[BRIEF 1]
Retype the monotheists piece in full, with no changes.

* START SOURCE EXCERPT *

Monotheists.

by K.W. Leslie, 02 June 2022
MONOTHEIST mɑ.nə'θi.ɪst adjective. Believes there’s only one god.
2. Believes there are various beings called “gods,” but one of them is mightier than the rest, and only that one is worthy of worship (or to be recognized as the capital-G “God”).
[Monotheism mɑ.nə'θi.ɪz.əm noun, monotheistic mɑ.nə.θi'ɪst.ɪk] adjective.

Most of the pagans I encounter believe in God, in one form or another; very few are nontheist. Oh, they may not be religious at all… towards God, anyway. They’ll get fully religious when it comes to sports, politics, music, or whatever their favorite recreational activities might be; they simply worship weed, fr’instance. God, not so much.

But when you talk to ’em about God at all, by and large they figure there’s only one God.

* END SOURCE EXCERPT *
* START DATA EXTRACT *

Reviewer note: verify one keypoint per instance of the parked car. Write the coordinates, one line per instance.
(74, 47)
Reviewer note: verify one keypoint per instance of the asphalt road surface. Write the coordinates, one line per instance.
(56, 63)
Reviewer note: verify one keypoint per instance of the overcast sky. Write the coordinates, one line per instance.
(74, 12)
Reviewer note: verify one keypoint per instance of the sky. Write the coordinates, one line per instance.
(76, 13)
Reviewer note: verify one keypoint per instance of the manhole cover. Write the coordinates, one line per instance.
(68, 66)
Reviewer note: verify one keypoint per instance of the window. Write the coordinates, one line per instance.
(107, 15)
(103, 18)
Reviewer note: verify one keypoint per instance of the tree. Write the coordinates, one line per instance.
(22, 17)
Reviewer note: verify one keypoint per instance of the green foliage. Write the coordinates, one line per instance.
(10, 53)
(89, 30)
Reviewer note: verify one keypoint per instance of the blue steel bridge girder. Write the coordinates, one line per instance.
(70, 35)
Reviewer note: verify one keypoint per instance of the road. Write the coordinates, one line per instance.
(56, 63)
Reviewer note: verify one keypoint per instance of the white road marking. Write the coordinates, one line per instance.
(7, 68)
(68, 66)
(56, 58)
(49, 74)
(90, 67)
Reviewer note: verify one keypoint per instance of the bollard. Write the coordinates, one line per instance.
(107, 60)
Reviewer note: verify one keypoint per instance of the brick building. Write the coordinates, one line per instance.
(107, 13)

* END DATA EXTRACT *

[BRIEF 2]
Echo everything in the records from the line containing "Reviewer note: verify one keypoint per instance of the tree." down to the final line of the records, including both ends.

[FULL OUTPUT 1]
Monotheists.

by K.W. Leslie, 02 June 2022
MONOTHEIST mɑ.nə'θi.ɪst adjective. Believes there’s only one god.
2. Believes there are various beings called “gods,” but one of them is mightier than the rest, and only that one is worthy of worship (or to be recognized as the capital-G “God”).
[Monotheism mɑ.nə'θi.ɪz.əm noun, monotheistic mɑ.nə.θi'ɪst.ɪk] adjective.

Most of the pagans I encounter believe in God, in one form or another; very few are nontheist. Oh, they may not be religious at all… towards God, anyway. They’ll get fully religious when it comes to sports, politics, music, or whatever their favorite recreational activities might be; they simply worship weed, fr’instance. God, not so much.

But when you talk to ’em about God at all, by and large they figure there’s only one God.

[FULL OUTPUT 2]
Reviewer note: verify one keypoint per instance of the tree. Write the coordinates, one line per instance.
(22, 17)
Reviewer note: verify one keypoint per instance of the green foliage. Write the coordinates, one line per instance.
(10, 53)
(89, 30)
Reviewer note: verify one keypoint per instance of the blue steel bridge girder. Write the coordinates, one line per instance.
(70, 35)
Reviewer note: verify one keypoint per instance of the road. Write the coordinates, one line per instance.
(56, 63)
Reviewer note: verify one keypoint per instance of the white road marking. Write the coordinates, one line per instance.
(7, 68)
(68, 66)
(56, 58)
(49, 74)
(90, 67)
Reviewer note: verify one keypoint per instance of the bollard. Write the coordinates, one line per instance.
(107, 60)
Reviewer note: verify one keypoint per instance of the brick building. Write the coordinates, one line per instance.
(107, 13)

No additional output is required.